## Problem set
- 1) Can you rewrite the paragraph beginning "If problems occur" from the passage on client virtualization as a shorter bulleted list that keeps its main facts?
- 2) Reproduce the part of the passage on client virtualization starting at "If problems occur, machines" and ending at "a disaster strikes.", with "IT support staff" changed to "technicians".
- 3) In the passage on client virtualization, what does Hansen-Kohls say about cost reduction compared with server virtualization?
----- Passage provided -----
In a virtualized client computing scenario, because operating systems and software reside on a central server, any updates and patches can be installed once and then appear immediately to all users on the network. This way, “IT can more effectively monitor, quarantine and combat viruses, malware and other attacks,” Griggs explained.
If problems occur, machines can be fixed, rebooted or taken off-line remotely, requiring far fewer visits by IT support staff, CDW-G officials report. In large agency environments with multiple locations and buildings, the move to client virtualization can also lead to a drop in travel expenses for major application deployments and upgrades. Meanwhile, according to CDW-G’s research, new users can be set up with computer access and services in minutes, not days. Because user files reside centrally, backups can be set to take place automatically, minimizing the risk of data loss from failed hard drives or inadvertent user errors. This also allows for a quicker recovery point objective if a disaster strikes.
At the same time, with network perimeters extending beyond the edge of an organization’s property, IT security remains an important priority. Mobile users, combined with the very public location of systems in many agencies, only serve to heighten security demands. Security is greatly enhanced by moving to virtual clients because the devices that users work on do not store data. The files remain secure in data centers. That way, lost or stolen devices cannot jeopardize sensitive information. “Because of this combination of lower maintenance costs, improved user portability and increased security, desktop virtualization is catching on in a big way,” Griggs said.
Challenges and futures
Although centralizing management of the desktop improves data security and increases flexibility for users, it’s important to be realistic about costs. “Cost reduction doesn’t match or come close to server virtualization,” Hansen-Kohls said.
Some organizations are using the new form of client computing as a steppingstone to the cloud, industry observers say. “As customers gain experience with delivering desktop functionality as a service, it's easier to grasp the concept of moving in this direction,” Griggs said.
----- Dataset section -----
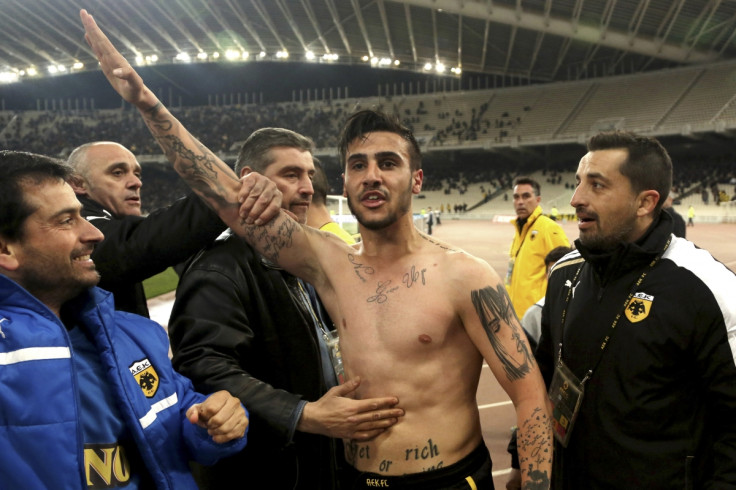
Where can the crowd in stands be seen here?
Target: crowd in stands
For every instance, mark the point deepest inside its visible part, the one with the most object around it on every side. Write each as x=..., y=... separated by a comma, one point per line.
x=222, y=129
-----
## List of solutions
- 1)
- Machines can be fixed, rebooted or taken off-line remotely, so IT support staff make far fewer visits.
- Agencies with multiple locations and buildings can cut travel expenses for major application deployments and upgrades.
- New users can get computer access and services in minutes, not days.
- Since user files reside centrally, backups can run automatically, reducing data loss from failed hard drives or user errors.
- This also allows a quicker recovery point objective after a disaster.

- 2)
If problems occur, machines can be fixed, rebooted or taken off-line remotely, requiring far fewer visits by technicians, CDW-G officials report. In large agency environments with multiple locations and buildings, the move to client virtualization can also lead to a drop in travel expenses for major application deployments and upgrades. Meanwhile, according to CDW-G’s research, new users can be set up with computer access and services in minutes, not days. Because user files reside centrally, backups can be set to take place automatically, minimizing the risk of data loss from failed hard drives or inadvertent user errors. This also allows for a quicker recovery point objective if a disaster strikes.

- 3) Cost reduction doesn't match or come close to that of server virtualization.